• ASSIGNMENT
From the records below, print exactly the lines starting at the one containing "Each <instance> block names" and ending at the one containing "positive clicks: (530, 202)", ends included, and nothing else.

• Data items

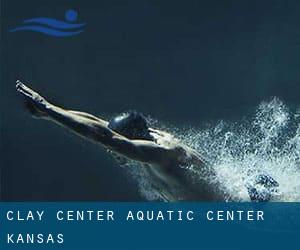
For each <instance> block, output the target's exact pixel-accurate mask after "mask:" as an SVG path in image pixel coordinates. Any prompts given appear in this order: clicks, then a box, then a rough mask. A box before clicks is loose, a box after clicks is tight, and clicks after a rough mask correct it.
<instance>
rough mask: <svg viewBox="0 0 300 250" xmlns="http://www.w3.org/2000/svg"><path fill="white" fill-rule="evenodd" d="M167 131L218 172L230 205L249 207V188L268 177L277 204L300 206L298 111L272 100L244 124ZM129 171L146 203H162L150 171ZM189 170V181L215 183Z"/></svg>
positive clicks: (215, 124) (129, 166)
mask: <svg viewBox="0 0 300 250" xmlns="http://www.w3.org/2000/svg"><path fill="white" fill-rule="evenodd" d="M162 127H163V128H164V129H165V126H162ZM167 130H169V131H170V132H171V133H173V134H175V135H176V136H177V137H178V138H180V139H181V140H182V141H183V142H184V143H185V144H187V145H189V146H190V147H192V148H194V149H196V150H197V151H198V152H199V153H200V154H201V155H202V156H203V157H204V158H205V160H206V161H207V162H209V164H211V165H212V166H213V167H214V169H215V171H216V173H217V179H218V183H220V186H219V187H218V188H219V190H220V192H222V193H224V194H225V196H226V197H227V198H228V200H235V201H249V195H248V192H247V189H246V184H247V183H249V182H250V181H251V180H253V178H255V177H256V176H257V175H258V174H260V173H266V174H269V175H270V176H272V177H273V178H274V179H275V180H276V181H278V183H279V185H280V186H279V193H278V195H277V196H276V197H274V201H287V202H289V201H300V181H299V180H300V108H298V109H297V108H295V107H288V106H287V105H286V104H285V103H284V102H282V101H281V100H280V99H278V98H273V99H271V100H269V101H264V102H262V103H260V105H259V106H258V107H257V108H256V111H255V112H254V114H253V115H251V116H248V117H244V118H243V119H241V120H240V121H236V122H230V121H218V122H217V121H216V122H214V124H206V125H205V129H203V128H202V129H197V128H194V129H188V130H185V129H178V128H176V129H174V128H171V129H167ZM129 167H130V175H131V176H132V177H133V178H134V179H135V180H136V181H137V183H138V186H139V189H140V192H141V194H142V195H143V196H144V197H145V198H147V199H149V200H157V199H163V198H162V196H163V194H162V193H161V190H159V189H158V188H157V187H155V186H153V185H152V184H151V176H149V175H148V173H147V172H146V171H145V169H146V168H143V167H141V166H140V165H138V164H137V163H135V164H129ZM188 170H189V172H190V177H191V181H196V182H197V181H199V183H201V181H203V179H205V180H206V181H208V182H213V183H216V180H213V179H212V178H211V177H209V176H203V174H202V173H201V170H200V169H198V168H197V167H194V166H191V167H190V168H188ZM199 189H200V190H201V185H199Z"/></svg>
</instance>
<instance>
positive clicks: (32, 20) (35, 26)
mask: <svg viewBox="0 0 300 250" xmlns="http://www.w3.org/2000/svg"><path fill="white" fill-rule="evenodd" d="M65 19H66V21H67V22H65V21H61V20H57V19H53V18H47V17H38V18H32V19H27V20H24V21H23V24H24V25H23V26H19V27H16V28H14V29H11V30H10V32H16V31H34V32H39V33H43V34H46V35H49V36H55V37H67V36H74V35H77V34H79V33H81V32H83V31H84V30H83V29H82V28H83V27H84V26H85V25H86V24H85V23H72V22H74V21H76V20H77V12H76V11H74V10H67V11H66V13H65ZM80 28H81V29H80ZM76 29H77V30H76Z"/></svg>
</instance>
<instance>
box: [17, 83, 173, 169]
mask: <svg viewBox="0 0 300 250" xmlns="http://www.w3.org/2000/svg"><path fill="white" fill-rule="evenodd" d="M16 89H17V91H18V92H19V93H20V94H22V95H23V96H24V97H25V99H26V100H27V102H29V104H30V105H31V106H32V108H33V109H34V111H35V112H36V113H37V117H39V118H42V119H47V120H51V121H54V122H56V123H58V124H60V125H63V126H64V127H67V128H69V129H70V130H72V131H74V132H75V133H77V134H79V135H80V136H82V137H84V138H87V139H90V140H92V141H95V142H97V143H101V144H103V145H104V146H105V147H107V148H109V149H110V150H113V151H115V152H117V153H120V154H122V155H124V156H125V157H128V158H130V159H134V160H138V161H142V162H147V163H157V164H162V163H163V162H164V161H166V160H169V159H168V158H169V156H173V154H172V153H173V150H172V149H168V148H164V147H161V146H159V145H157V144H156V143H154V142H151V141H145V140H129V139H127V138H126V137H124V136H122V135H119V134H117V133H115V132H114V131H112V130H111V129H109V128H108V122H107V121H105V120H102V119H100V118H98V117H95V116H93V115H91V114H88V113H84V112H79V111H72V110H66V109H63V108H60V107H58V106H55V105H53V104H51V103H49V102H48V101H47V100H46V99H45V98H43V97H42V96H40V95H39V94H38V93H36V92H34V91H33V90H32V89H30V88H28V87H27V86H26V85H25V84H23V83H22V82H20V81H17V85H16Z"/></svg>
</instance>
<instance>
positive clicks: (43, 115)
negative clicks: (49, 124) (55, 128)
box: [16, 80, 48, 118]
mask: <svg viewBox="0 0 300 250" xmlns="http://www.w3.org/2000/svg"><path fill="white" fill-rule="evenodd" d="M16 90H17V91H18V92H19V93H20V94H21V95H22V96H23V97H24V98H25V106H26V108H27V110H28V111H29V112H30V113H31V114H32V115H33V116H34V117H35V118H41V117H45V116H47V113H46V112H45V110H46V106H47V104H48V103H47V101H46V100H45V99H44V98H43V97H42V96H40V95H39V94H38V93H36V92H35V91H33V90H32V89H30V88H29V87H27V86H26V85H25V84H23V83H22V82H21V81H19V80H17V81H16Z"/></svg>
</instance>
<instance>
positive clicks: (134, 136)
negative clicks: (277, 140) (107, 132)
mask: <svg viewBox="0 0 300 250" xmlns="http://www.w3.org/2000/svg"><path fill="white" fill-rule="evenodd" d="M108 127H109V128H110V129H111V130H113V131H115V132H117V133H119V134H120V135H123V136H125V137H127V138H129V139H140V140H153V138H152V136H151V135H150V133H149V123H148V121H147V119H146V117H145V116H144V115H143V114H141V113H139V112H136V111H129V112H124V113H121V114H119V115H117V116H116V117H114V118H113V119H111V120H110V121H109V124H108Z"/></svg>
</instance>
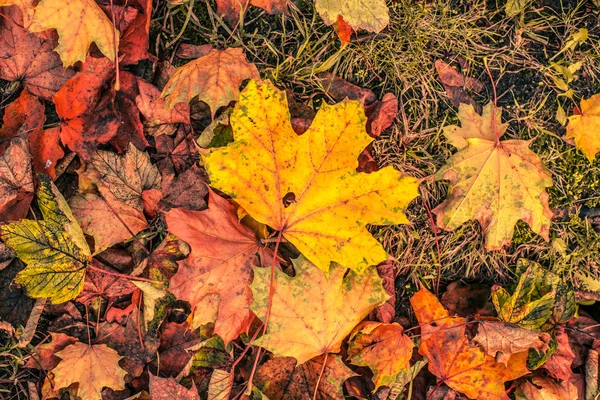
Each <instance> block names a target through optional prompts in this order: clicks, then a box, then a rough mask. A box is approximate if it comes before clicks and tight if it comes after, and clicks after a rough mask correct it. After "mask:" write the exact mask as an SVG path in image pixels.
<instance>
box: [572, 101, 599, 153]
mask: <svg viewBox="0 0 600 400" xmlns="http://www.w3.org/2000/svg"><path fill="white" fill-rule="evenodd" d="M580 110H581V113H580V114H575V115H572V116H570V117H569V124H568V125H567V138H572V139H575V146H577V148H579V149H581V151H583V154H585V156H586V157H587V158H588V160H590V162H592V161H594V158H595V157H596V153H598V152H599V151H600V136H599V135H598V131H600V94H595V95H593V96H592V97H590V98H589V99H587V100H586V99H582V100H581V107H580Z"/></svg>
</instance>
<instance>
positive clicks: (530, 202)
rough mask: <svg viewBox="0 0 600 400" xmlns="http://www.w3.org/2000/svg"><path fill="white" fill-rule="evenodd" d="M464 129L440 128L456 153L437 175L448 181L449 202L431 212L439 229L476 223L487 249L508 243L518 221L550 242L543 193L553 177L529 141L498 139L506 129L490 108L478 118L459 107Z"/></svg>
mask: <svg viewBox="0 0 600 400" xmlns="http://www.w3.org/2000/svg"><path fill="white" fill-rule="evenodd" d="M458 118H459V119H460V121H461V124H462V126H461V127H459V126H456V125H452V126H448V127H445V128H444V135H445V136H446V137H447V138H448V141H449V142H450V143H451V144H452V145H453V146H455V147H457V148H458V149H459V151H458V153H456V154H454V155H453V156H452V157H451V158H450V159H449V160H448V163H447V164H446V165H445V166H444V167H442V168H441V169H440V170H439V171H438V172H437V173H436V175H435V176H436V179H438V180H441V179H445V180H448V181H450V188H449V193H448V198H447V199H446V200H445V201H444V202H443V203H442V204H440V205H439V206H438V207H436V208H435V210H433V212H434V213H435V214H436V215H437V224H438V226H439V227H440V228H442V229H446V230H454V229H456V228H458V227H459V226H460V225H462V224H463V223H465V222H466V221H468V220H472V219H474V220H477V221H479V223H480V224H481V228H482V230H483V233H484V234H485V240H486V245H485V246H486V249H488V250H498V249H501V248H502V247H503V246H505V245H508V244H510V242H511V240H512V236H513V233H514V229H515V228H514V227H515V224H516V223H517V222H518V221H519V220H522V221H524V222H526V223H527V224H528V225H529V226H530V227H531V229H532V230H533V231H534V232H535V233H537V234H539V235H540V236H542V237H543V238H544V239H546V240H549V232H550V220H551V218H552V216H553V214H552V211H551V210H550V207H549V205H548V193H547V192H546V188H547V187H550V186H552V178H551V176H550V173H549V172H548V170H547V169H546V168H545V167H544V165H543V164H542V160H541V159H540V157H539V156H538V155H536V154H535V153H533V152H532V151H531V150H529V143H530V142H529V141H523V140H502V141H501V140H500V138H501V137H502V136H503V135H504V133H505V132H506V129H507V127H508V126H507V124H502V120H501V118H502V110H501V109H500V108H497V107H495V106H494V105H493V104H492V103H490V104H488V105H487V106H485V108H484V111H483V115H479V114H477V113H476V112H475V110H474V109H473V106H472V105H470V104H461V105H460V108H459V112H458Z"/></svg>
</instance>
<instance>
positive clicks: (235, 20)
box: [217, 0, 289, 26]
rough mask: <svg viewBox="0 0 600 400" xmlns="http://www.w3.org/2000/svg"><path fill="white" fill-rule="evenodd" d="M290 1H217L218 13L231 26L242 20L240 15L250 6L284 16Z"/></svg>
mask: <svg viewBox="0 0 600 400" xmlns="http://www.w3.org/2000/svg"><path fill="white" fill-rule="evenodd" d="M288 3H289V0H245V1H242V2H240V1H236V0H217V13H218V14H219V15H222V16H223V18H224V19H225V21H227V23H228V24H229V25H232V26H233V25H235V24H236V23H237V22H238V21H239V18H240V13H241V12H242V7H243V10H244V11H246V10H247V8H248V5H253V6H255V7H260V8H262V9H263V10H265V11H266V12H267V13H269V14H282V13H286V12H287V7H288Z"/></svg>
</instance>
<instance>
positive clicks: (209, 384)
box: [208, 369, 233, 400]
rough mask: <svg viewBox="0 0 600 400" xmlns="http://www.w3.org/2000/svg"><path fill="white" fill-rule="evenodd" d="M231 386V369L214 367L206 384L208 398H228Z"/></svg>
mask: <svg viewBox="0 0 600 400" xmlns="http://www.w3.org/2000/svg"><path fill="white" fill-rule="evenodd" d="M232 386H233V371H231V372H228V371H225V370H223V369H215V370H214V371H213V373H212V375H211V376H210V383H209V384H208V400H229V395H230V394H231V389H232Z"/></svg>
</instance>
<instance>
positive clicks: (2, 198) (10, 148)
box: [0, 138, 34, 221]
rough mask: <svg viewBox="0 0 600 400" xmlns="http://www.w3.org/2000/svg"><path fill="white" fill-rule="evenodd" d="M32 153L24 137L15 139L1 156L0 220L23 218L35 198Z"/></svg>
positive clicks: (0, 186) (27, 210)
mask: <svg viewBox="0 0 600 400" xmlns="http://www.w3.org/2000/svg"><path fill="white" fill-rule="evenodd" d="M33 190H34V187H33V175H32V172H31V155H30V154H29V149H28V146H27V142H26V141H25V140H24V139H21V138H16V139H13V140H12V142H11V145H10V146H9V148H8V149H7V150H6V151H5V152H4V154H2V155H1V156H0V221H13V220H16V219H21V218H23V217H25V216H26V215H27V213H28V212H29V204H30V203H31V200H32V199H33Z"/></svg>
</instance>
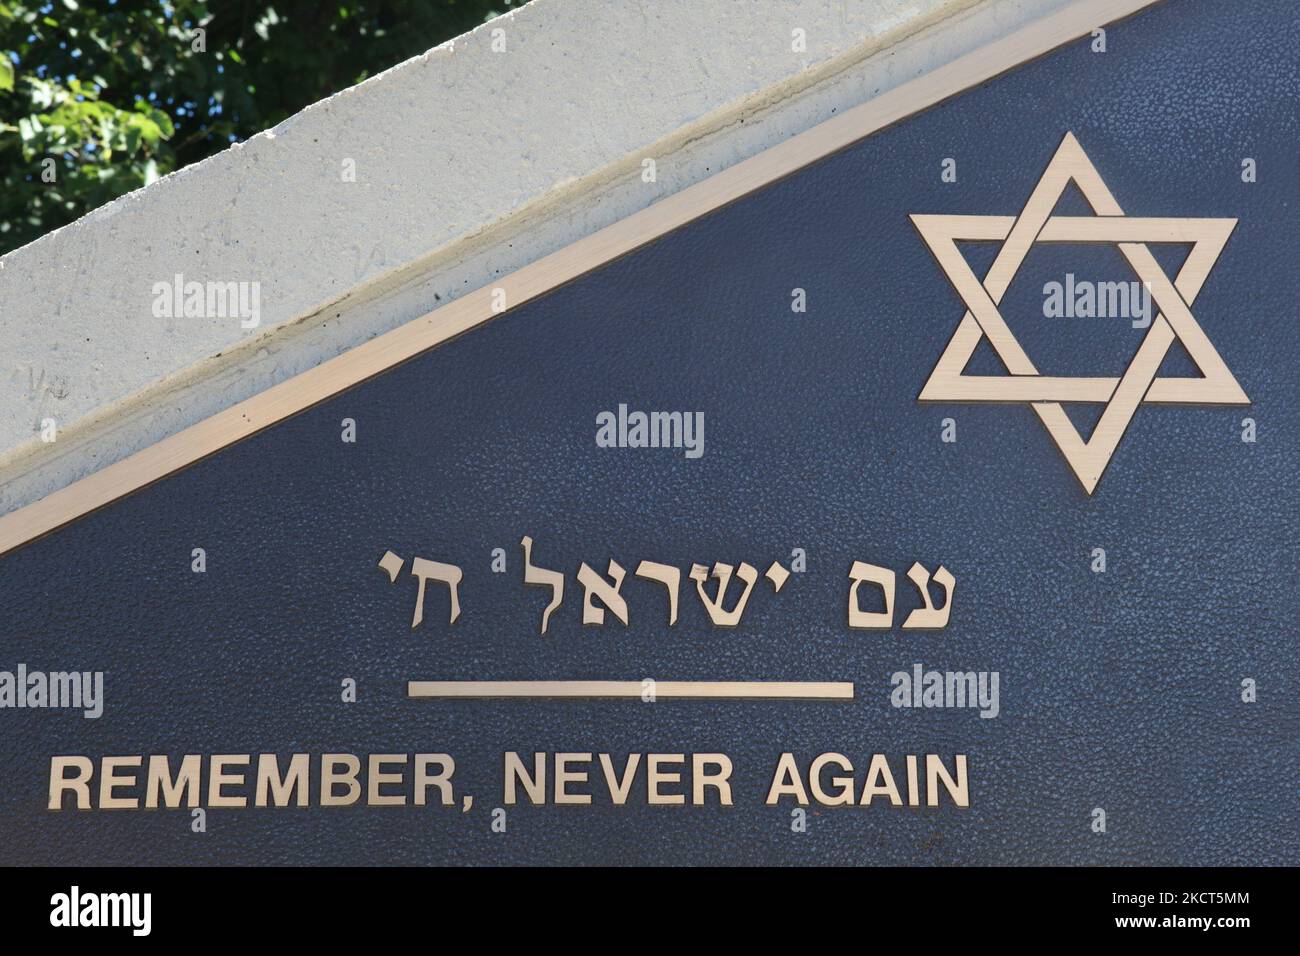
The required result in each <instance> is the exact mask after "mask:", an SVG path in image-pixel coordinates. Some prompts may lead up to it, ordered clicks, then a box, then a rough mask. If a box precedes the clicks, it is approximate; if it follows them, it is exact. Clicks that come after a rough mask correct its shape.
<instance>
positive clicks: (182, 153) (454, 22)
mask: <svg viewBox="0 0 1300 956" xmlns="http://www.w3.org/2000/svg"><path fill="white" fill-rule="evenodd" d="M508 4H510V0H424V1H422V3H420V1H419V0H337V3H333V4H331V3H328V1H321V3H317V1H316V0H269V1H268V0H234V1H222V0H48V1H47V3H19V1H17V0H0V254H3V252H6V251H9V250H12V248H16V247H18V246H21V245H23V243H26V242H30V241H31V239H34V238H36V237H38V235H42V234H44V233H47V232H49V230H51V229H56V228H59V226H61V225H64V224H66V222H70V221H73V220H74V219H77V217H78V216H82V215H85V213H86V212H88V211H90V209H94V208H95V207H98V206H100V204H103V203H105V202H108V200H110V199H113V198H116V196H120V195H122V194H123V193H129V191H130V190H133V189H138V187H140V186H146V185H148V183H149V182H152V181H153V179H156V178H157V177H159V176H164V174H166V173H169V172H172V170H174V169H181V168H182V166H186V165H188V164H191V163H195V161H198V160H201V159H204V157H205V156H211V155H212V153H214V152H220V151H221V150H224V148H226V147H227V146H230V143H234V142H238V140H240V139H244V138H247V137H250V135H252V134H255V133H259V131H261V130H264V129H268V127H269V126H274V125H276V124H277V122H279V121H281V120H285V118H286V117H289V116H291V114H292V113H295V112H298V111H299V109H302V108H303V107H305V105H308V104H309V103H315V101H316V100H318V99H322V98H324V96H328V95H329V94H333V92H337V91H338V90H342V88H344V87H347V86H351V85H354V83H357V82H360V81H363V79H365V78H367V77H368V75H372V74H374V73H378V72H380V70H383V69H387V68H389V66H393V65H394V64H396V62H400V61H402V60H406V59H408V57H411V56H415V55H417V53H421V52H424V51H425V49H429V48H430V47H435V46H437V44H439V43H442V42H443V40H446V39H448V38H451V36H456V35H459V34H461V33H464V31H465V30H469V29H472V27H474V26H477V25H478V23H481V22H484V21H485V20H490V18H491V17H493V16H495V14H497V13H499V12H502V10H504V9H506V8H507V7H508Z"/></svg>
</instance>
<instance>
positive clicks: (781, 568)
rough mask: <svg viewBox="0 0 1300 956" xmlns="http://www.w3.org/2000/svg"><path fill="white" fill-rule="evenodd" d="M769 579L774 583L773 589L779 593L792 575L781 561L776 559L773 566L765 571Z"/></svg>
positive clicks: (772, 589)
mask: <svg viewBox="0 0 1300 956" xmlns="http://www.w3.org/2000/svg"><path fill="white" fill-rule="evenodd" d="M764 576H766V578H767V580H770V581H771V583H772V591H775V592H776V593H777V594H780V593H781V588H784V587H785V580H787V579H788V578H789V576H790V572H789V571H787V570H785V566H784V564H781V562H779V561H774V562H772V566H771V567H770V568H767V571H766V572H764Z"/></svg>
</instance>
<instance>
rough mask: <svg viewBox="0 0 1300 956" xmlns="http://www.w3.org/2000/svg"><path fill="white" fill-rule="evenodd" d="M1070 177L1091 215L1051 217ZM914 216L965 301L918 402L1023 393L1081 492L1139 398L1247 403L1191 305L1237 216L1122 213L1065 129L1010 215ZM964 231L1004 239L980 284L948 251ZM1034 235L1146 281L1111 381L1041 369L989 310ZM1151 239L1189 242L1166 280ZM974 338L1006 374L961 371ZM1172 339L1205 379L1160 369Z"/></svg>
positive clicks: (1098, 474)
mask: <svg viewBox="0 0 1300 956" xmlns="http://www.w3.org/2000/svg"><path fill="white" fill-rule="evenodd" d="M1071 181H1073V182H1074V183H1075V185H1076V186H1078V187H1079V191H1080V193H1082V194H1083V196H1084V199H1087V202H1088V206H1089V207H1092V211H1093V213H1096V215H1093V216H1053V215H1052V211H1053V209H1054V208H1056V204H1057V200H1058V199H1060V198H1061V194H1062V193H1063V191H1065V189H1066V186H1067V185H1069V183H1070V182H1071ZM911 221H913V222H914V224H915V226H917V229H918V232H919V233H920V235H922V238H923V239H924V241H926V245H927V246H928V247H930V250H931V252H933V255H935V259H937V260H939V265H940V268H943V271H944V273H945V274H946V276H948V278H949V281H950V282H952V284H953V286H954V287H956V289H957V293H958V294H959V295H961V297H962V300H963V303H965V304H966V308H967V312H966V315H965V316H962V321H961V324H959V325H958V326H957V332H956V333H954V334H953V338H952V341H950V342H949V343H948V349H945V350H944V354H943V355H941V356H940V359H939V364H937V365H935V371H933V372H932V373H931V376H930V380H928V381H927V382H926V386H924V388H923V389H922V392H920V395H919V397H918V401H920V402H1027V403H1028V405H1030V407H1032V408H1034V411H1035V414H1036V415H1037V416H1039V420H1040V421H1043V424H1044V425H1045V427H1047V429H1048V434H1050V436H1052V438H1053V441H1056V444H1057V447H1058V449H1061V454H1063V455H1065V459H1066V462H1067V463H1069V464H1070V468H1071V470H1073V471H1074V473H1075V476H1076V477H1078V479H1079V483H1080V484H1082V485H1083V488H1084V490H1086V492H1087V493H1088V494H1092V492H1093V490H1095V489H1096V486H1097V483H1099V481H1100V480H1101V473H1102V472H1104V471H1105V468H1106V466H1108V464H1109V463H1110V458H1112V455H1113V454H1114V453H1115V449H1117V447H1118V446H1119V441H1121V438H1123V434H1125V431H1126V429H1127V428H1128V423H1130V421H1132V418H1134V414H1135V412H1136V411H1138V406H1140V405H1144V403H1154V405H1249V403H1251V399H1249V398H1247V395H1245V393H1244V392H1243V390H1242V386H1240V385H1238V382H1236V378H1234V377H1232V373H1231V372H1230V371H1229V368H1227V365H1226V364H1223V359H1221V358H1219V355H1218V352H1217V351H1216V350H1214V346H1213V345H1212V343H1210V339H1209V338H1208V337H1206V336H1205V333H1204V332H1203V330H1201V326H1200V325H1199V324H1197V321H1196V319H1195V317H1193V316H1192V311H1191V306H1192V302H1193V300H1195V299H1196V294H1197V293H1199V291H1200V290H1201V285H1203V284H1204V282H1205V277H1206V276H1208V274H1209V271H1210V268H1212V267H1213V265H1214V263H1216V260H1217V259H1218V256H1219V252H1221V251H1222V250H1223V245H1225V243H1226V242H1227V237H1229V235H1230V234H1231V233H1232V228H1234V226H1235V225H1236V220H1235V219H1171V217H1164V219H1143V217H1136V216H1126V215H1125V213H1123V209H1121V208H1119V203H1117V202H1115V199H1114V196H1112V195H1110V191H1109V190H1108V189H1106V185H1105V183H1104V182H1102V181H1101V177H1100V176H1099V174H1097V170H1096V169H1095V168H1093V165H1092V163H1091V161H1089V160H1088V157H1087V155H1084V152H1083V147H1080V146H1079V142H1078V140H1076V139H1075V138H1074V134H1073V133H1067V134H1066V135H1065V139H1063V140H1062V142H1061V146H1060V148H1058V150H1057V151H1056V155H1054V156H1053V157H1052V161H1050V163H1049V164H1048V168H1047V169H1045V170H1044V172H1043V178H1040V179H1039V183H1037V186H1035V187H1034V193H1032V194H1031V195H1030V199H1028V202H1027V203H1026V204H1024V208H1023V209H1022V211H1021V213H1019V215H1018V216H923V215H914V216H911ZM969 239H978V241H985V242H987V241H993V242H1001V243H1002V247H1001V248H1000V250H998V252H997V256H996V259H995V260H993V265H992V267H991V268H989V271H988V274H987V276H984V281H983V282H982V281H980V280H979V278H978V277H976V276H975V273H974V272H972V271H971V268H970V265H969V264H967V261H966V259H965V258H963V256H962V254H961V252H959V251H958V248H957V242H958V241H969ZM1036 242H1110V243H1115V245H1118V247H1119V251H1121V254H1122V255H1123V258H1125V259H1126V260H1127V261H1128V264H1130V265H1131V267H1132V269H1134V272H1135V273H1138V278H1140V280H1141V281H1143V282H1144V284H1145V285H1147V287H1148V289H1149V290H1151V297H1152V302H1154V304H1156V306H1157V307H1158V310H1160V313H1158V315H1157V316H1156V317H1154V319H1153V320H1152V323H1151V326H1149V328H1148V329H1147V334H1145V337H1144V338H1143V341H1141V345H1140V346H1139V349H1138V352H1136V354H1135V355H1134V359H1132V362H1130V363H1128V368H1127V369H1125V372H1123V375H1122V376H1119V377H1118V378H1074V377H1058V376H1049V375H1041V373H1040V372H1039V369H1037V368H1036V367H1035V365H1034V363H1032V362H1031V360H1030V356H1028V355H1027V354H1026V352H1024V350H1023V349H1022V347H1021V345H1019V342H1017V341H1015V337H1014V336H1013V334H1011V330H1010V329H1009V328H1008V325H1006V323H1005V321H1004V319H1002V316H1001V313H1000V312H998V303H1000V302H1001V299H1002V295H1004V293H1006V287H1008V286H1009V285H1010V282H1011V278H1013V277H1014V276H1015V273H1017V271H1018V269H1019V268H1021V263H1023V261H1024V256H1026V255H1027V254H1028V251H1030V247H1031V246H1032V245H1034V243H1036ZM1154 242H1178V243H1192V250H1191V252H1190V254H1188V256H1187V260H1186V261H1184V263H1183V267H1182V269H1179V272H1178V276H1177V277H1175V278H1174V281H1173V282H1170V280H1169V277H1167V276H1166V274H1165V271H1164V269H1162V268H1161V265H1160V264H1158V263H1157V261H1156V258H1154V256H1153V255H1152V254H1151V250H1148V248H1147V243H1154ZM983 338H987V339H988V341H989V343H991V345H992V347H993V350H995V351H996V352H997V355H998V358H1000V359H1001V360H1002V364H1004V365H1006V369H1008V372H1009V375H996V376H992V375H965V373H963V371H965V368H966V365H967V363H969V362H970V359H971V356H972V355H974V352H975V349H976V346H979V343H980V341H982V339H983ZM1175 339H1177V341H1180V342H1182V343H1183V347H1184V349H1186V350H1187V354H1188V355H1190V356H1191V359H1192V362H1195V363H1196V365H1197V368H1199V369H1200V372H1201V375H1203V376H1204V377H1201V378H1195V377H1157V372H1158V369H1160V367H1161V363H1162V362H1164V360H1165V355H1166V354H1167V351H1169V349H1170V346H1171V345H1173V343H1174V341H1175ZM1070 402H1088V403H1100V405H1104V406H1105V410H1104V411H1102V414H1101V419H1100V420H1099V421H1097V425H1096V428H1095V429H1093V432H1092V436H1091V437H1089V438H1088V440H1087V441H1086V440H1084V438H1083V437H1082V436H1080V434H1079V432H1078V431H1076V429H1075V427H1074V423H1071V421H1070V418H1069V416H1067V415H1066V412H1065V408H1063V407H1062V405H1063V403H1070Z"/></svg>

• SOLUTION BELOW
Each <instance> block names a target through optional prompts in this order: clicks, then a box, then a rough mask. A box is approximate if it comes before clicks and tight if it comes after, and clicks after a rough mask correct it. After "mask:" write the exact mask as an SVG path in image pixels.
<instance>
box: [572, 101, 599, 153]
mask: <svg viewBox="0 0 600 400" xmlns="http://www.w3.org/2000/svg"><path fill="white" fill-rule="evenodd" d="M580 110H581V113H580V114H575V115H572V116H570V117H569V124H568V125H567V138H572V139H575V146H577V148H579V149H581V151H583V154H585V156H586V157H587V158H588V160H590V162H592V161H594V158H595V157H596V153H598V152H599V151H600V136H599V135H598V131H600V94H595V95H593V96H592V97H590V98H589V99H587V100H586V99H582V100H581V107H580Z"/></svg>
</instance>
<instance>
positive clicks: (530, 202)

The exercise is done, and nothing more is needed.